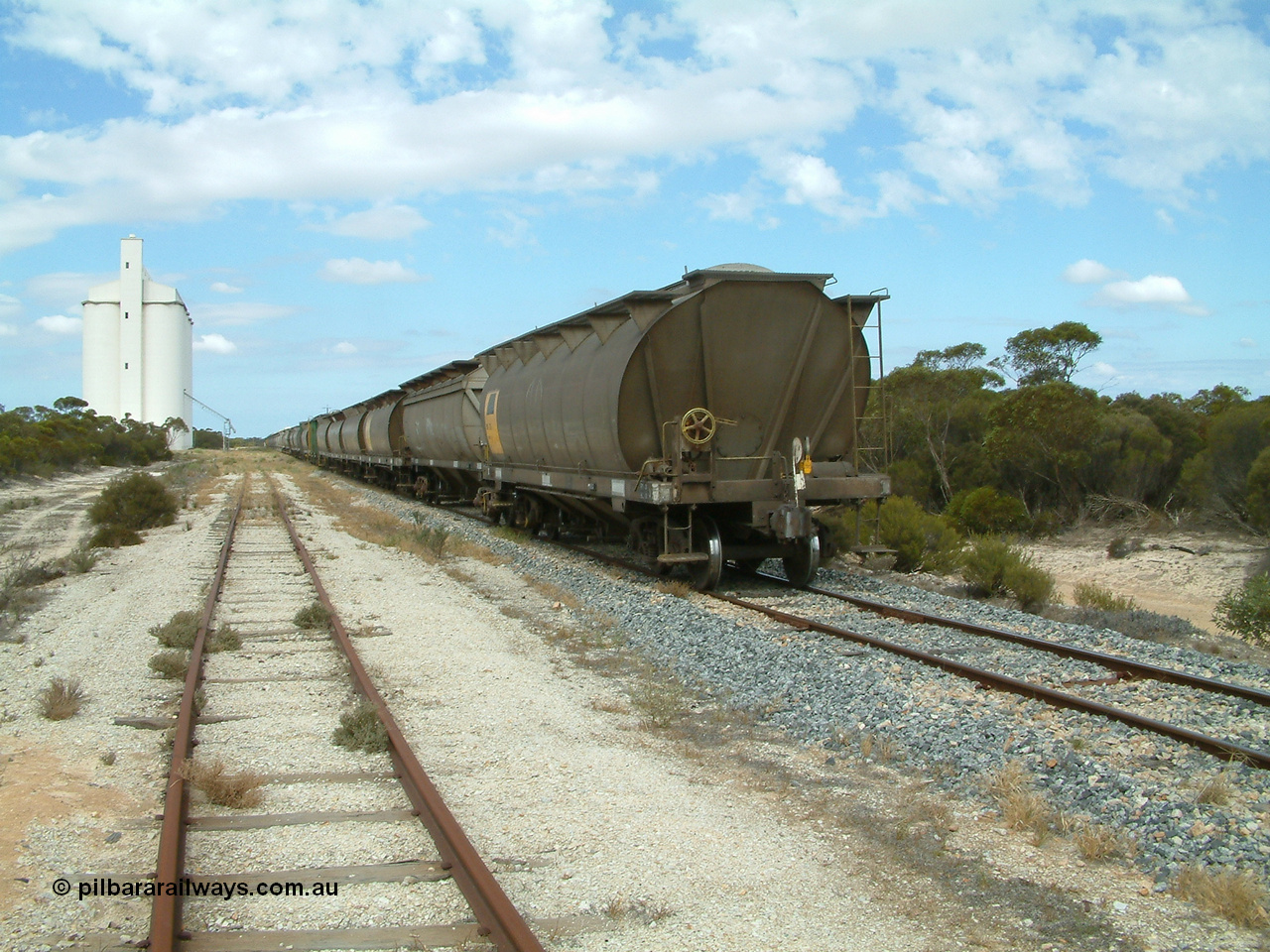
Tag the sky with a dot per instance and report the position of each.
(348, 194)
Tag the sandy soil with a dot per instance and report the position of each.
(774, 839)
(1173, 571)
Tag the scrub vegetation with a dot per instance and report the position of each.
(1044, 452)
(127, 506)
(39, 440)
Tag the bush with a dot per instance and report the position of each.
(922, 542)
(361, 729)
(127, 506)
(313, 617)
(220, 785)
(171, 664)
(180, 631)
(1089, 594)
(63, 698)
(984, 512)
(993, 566)
(1246, 612)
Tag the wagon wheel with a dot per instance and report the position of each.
(802, 566)
(698, 425)
(705, 538)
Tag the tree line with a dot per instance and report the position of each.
(40, 439)
(1037, 454)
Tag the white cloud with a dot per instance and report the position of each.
(60, 324)
(731, 206)
(386, 222)
(1155, 290)
(380, 103)
(214, 344)
(239, 313)
(358, 271)
(515, 231)
(1089, 272)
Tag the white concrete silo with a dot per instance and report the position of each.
(139, 348)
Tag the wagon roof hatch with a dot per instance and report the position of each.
(639, 303)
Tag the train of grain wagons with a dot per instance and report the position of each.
(705, 422)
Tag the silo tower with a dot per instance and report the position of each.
(139, 344)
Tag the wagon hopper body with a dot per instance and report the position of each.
(703, 421)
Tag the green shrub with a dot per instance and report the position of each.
(984, 511)
(1246, 612)
(1030, 585)
(127, 506)
(223, 639)
(1089, 594)
(171, 664)
(180, 631)
(993, 566)
(922, 542)
(313, 617)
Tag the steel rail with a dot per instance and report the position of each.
(166, 924)
(1228, 751)
(494, 911)
(1112, 662)
(1224, 749)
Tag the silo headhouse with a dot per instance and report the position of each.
(139, 344)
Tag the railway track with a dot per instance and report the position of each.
(286, 683)
(1124, 673)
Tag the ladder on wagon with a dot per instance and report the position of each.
(871, 447)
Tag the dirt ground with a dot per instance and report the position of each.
(63, 802)
(1167, 570)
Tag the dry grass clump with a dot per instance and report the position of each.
(171, 664)
(1089, 594)
(223, 639)
(361, 729)
(221, 787)
(1216, 789)
(465, 548)
(1021, 806)
(313, 617)
(644, 910)
(1237, 896)
(659, 701)
(180, 631)
(63, 698)
(675, 587)
(1095, 842)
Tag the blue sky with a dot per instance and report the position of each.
(348, 194)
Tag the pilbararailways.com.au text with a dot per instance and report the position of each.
(108, 888)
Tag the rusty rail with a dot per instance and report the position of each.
(1224, 749)
(494, 911)
(166, 927)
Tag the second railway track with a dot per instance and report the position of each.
(343, 837)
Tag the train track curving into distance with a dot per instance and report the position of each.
(1121, 669)
(264, 571)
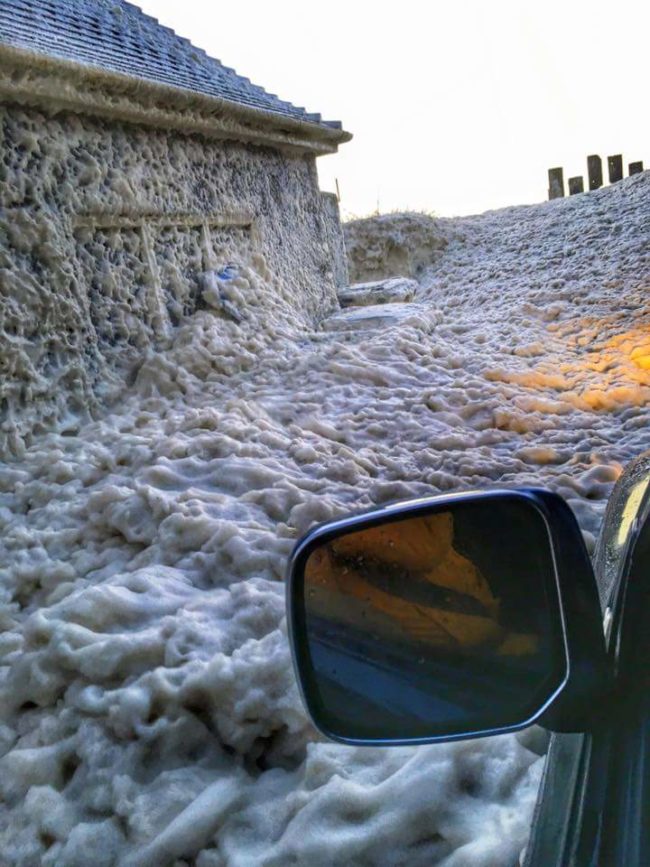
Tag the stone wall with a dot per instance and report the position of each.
(335, 240)
(105, 232)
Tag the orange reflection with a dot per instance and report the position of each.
(407, 578)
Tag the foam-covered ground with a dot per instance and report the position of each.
(149, 711)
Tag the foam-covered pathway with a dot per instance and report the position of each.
(149, 711)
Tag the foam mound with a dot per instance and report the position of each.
(149, 713)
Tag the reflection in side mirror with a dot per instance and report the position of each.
(434, 620)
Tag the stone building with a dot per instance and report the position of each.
(132, 165)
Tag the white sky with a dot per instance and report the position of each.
(456, 106)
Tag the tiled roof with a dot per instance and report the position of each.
(115, 35)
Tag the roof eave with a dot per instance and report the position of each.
(61, 85)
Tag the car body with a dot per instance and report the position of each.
(593, 807)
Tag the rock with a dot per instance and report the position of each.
(393, 290)
(381, 316)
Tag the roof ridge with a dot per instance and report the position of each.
(139, 46)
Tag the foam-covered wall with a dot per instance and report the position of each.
(107, 231)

+--

Instructions to follow:
In your copy of the records above, include no pictures and match every line exactly.

Result of the exercise:
Tag the sky with a dot per instance and report the position of each.
(348, 194)
Tag the sandy soil with a dot per instance and report the position of each.
(774, 839)
(1173, 571)
Tag the scrub vegetation with a dot per instance and report the position of each.
(1044, 452)
(127, 506)
(39, 440)
Tag the bush with a dot per instance and report the position of each.
(922, 542)
(361, 729)
(127, 506)
(313, 617)
(220, 785)
(171, 664)
(180, 631)
(1089, 594)
(63, 698)
(984, 512)
(993, 566)
(1246, 612)
Tag the wagon wheel with a dot per instance and report the position of each.
(802, 566)
(698, 425)
(705, 538)
Tag the tree line with a dot per instance and report the position of each.
(40, 439)
(1037, 454)
Tag the white cloud with a dot per instance and report the position of each.
(60, 324)
(731, 206)
(386, 222)
(1155, 290)
(380, 103)
(214, 344)
(239, 313)
(358, 271)
(515, 231)
(1089, 272)
Tag the white concrete silo with a dot per instance and report the position of each.
(139, 348)
Tag the wagon roof hatch with a dot per instance and report the position of each.
(639, 303)
Tag the train of grain wagons with a dot per instance and report the position of each.
(705, 422)
Tag the silo tower with a dot per instance and report the position of each.
(139, 344)
Tag the wagon hopper body with a dot per instance and report the position of each.
(703, 421)
Tag the green shrub with a dot per instance and report the position of each.
(984, 511)
(1246, 612)
(1030, 585)
(127, 506)
(223, 639)
(1089, 594)
(171, 664)
(180, 631)
(993, 566)
(922, 542)
(313, 617)
Tag the steel rail with a dot per instance and report the position of each.
(166, 924)
(1228, 751)
(494, 911)
(1112, 662)
(1224, 749)
Tag the silo headhouse with a dot per instance and report the position of each.
(139, 344)
Tag the railway track with a dot per instance and report the position of each.
(286, 683)
(1124, 673)
Tag the ladder on wagon with a dot per instance and report the position of each.
(871, 447)
Tag the dirt ground with a dot per instance and report the position of each.
(63, 802)
(1167, 570)
Tag the dry grass clump with a dot per instance and report the position of each.
(171, 664)
(1089, 594)
(223, 639)
(361, 729)
(221, 787)
(1216, 789)
(465, 548)
(1021, 806)
(313, 617)
(644, 910)
(1237, 896)
(659, 701)
(180, 631)
(63, 698)
(675, 587)
(1095, 842)
Tag the blue sky with a dot per instance and report the position of each.
(348, 194)
Tag the pilbararailways.com.au text with a dot per instance and report the position of each.
(108, 888)
Tag the rusty rail with a dot per instance and report the position of each.
(1224, 749)
(494, 911)
(166, 927)
Tag the second railway track with a dot per instance and report the position of each.
(343, 837)
Tag the train track curving into distance with a dot per instance and report the position of each.
(1121, 669)
(264, 571)
Tag the stone wall with a dot per instance and report the position of each.
(335, 240)
(105, 232)
Tag the orange reflection with a dot per instance and report the position of each.
(407, 578)
Tag the foam-covered ground with a dot per instance and report the position of each.
(149, 711)
Tag the foam-covered pathway with a dot per instance and report the position of each.
(149, 711)
Tag the foam mound with a dot per instance and report the position of each.
(149, 713)
Tag the reflection in side mirror with a dot per instance and report the position of each.
(434, 620)
Tag the stone building with a dot per instance and report the position of each.
(132, 165)
Tag the white sky with a dot per instance and report the position of each.
(456, 106)
Tag the tiled roof with a dot per instance and report the position of each.
(115, 35)
Tag the roof eave with a dot per instance and report the position of each.
(61, 85)
Tag the car body with a dot per instance and report the position of each.
(593, 807)
Tag the rock with a dot per instance and report the position of each.
(393, 290)
(381, 316)
Tag the roof ridge with a dot per instance and report the position of each.
(139, 46)
Tag the foam-covered wall with a dot per instance and report the position of each.
(107, 231)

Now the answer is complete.